* _KUTIPAN UNTUK DIBACA_

===============

TKI formal memiliki peluang pekerjaan yang lebih baik dibandingkan TKI informal. Mereka bisa mendapatkan pekerjaan sesuai dengan kompetensi yang dimiliki. Namun, jumlah TKI formal lebih sedikit dibandingkan dengan TKI informal. Berdasarkan data yang dikeluarkan oleh Kemenakertrans pada 2011, jumlah TKI formal hanya 264.756 orang (45,56%), sedangkan TKI informal mencapai 316.325 orang (54,44%).
Menjadi TKI bukan tanpa masalah. Banyak sekali problematika yang muncul menyertai kisah para perantau tersebut. Problematika tersebut terjadi ketika  prapenempatan, saat penempatan, dan  purnapenempatan. Masalah prapenempatan misalnya pemalsuan identitas dan dokumen pemberangkatan, minimnya pelatihan, dan penipuan oleh calo. Saat penempatan muncul masalah seperti eksploitasi kerja, gaji tak dibayar, pembatasan ibadah/ komunikasi dengan  keluarga, kekerasan, dan pelecehan seksual yang dilakukan oleh majikan. Adapun msalah yang muncul saat  purnapenempatan adalah penipuan, disharmonis dengan keluarga, hamil, sakit hingga kematian.

===============

* _DATA YANG DIBERIKAN_

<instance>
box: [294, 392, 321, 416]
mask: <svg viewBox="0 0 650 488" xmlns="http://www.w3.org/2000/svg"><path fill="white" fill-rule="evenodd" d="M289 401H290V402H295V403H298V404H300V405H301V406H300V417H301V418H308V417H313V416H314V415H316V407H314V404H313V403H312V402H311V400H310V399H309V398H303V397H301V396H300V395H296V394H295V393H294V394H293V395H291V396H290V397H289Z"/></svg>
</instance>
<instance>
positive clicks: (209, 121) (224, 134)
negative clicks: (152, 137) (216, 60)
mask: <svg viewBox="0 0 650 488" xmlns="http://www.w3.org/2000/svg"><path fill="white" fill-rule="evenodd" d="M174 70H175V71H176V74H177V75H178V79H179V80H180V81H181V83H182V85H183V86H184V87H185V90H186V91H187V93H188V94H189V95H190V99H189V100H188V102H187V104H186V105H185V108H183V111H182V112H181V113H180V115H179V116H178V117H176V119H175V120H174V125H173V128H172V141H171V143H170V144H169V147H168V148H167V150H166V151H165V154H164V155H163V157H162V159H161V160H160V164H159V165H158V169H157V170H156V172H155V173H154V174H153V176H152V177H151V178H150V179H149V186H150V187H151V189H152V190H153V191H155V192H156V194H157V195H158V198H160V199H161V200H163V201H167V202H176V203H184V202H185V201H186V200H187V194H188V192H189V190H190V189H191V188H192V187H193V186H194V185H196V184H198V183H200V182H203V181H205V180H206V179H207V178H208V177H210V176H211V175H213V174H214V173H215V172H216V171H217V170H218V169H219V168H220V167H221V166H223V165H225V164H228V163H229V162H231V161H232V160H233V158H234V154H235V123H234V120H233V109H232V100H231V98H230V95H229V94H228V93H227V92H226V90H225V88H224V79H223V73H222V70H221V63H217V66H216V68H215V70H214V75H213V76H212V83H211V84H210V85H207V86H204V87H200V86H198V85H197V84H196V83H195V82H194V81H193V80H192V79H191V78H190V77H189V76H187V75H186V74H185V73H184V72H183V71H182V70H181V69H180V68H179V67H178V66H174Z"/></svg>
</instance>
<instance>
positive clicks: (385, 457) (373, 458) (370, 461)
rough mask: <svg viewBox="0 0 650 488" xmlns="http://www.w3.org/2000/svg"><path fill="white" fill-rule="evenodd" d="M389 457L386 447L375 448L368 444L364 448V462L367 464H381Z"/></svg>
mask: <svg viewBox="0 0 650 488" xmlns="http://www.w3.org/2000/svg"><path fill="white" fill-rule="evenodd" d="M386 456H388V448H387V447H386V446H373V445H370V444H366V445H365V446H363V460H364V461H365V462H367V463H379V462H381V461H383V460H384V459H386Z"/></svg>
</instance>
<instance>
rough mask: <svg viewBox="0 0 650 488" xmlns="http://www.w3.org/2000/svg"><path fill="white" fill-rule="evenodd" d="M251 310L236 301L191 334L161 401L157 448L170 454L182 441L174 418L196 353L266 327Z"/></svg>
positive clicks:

===============

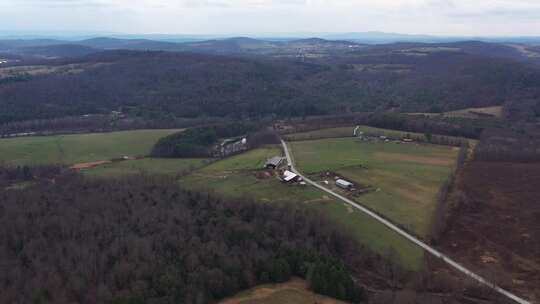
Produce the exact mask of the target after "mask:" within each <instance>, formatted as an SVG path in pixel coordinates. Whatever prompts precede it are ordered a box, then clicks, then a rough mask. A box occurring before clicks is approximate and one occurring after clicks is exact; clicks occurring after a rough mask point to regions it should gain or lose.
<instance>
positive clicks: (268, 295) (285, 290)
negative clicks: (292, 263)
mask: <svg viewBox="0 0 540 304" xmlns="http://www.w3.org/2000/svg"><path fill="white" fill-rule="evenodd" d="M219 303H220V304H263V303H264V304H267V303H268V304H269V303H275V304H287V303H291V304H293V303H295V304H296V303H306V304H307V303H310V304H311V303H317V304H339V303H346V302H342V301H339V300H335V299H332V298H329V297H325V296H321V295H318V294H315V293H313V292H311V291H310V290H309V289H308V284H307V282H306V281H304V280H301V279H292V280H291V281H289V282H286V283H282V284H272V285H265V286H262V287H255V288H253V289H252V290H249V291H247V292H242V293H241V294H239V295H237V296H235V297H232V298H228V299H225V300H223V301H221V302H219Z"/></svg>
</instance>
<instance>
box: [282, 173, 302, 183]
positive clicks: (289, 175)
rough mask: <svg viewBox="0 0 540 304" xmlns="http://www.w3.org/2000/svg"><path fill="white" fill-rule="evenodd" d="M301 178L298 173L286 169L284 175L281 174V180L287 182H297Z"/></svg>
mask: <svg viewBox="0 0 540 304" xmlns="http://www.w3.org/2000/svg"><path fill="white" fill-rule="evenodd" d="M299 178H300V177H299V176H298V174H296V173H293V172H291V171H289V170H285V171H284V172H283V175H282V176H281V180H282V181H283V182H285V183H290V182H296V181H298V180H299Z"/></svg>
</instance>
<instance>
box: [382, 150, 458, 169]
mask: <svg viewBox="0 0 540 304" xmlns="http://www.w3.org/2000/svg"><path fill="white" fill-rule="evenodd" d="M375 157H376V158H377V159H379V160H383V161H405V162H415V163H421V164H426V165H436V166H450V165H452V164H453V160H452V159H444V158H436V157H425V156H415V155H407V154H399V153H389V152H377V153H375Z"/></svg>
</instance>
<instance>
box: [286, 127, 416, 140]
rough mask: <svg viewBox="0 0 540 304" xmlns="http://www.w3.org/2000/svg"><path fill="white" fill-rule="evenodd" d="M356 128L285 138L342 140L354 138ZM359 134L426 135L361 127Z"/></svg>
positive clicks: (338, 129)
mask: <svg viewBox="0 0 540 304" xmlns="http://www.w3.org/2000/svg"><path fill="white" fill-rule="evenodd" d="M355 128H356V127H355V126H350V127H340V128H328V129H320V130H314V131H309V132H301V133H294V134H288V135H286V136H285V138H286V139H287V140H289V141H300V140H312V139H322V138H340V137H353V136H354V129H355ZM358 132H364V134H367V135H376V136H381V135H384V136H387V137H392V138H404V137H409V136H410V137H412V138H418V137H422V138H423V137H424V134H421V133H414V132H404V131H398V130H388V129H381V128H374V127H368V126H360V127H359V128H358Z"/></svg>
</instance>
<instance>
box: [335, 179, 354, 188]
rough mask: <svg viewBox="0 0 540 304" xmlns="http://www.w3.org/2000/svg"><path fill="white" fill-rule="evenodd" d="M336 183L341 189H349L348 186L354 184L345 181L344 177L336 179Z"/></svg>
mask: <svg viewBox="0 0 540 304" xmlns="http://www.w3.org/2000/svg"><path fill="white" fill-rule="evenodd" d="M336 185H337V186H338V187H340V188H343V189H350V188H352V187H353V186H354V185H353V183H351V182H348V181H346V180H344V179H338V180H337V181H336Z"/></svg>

===============

* _TUGAS_
1. Ubah paragraf kutipan tentang TKI yang diawali "TKI formal memiliki peluang" menjadi daftar poin singkat tanpa menghilangkan fakta utamanya.
2. Ambil tanpa perubahan bagian kutipan tentang TKI di antara "Menjadi TKI bukan" dan "sakit hingga kematian.", dengan kedua ujungnya ikut disertakan.

* _HASIL TIAP TUGAS_
1.
- TKI formal punya peluang kerja yang lebih baik daripada TKI informal dan bisa bekerja sesuai kompetensinya.
- Jumlah TKI formal lebih sedikit daripada TKI informal.
- Menurut data Kemenakertrans tahun 2011, TKI formal berjumlah 264.756 orang (45,56%) dan TKI informal 316.325 orang (54,44%).

2.
Menjadi TKI bukan tanpa masalah. Banyak sekali problematika yang muncul menyertai kisah para perantau tersebut. Problematika tersebut terjadi ketika  prapenempatan, saat penempatan, dan  purnapenempatan. Masalah prapenempatan misalnya pemalsuan identitas dan dokumen pemberangkatan, minimnya pelatihan, dan penipuan oleh calo. Saat penempatan muncul masalah seperti eksploitasi kerja, gaji tak dibayar, pembatasan ibadah/ komunikasi dengan  keluarga, kekerasan, dan pelecehan seksual yang dilakukan oleh majikan. Adapun msalah yang muncul saat  purnapenempatan adalah penipuan, disharmonis dengan keluarga, hamil, sakit hingga kematian.